[Records from a point labeling set]

>> BEGIN

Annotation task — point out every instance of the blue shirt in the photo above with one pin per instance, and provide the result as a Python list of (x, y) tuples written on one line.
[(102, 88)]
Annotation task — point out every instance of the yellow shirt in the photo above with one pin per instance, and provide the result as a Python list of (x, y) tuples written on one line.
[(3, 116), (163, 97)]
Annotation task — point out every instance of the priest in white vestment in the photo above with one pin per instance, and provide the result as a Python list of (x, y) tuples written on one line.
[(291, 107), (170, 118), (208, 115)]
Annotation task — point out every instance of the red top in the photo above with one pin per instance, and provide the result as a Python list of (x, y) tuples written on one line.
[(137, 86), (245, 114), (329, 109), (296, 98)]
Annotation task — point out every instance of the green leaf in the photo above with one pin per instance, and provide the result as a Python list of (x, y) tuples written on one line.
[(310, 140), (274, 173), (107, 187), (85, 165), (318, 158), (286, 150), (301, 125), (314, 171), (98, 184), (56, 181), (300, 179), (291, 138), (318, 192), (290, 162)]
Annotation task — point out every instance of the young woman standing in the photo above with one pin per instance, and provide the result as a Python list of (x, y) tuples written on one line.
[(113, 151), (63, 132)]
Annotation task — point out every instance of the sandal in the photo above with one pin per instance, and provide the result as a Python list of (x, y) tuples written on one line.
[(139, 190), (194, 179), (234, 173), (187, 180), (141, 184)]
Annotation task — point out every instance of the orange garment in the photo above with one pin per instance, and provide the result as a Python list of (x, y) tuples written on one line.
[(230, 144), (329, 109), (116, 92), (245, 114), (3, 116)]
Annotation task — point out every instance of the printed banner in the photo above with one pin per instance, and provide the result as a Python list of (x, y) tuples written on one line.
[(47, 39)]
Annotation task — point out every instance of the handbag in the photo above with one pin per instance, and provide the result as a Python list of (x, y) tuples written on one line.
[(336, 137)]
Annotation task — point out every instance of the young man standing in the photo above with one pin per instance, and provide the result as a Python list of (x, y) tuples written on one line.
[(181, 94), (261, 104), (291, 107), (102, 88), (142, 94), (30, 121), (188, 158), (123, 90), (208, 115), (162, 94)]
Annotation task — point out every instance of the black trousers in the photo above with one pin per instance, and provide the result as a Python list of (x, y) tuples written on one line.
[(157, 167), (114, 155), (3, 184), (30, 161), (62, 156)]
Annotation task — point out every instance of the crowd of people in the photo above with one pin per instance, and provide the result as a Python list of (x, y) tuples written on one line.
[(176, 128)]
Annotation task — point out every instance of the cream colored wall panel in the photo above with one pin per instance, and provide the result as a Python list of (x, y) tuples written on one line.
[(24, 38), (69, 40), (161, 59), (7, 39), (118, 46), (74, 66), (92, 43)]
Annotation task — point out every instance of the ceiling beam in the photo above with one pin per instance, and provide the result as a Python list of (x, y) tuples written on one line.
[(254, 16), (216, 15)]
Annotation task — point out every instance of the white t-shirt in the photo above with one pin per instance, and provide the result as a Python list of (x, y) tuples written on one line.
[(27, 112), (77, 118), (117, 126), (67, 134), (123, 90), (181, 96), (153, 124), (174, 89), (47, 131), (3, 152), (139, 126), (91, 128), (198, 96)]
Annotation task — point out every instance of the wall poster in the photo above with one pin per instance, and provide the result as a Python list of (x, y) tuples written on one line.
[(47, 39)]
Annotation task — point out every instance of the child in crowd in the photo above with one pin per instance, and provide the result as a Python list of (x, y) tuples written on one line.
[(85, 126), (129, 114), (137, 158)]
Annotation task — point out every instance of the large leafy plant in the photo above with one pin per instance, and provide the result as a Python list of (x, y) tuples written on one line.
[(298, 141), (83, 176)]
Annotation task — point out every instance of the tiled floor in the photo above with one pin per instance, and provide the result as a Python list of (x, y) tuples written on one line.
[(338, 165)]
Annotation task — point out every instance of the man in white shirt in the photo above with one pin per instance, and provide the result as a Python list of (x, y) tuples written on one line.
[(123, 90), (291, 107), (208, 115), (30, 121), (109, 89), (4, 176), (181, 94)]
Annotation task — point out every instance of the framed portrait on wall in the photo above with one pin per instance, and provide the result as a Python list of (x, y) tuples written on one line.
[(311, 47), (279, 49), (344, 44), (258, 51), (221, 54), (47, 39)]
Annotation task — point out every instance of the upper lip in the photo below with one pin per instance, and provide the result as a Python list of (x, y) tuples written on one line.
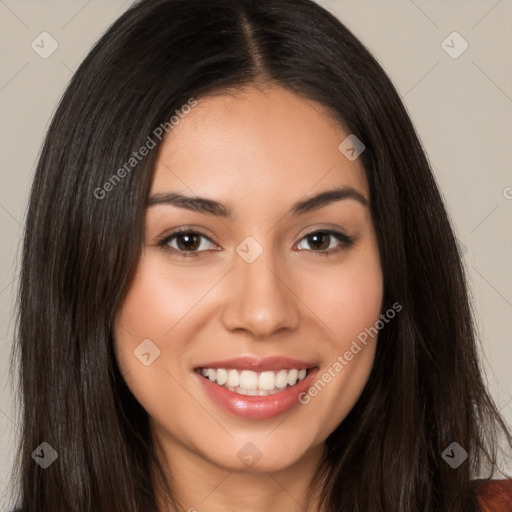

>> END

Your goal –
Write out the lines from the one containing "Annotation task — point out every instance of the man" up to and including the one containing "54), (47, 39)]", replacing "framed portrait" with "framed painting" and changing nothing else.

Response for this exercise –
Annotation task — point out every instance of the man in white shirt in the photo above with one pin per instance, and provide the result as a Python list of (x, y) tuples written on one line.
[(123, 90), (291, 107), (208, 115), (30, 121), (109, 89), (4, 176), (181, 94)]
Annotation task — point out every instance of the framed painting on wall in the photo above with one pin per instance, and provide the result as a Python list of (x, y) tuples written on one line.
[(311, 47), (279, 49), (344, 44), (258, 51), (221, 54), (47, 39)]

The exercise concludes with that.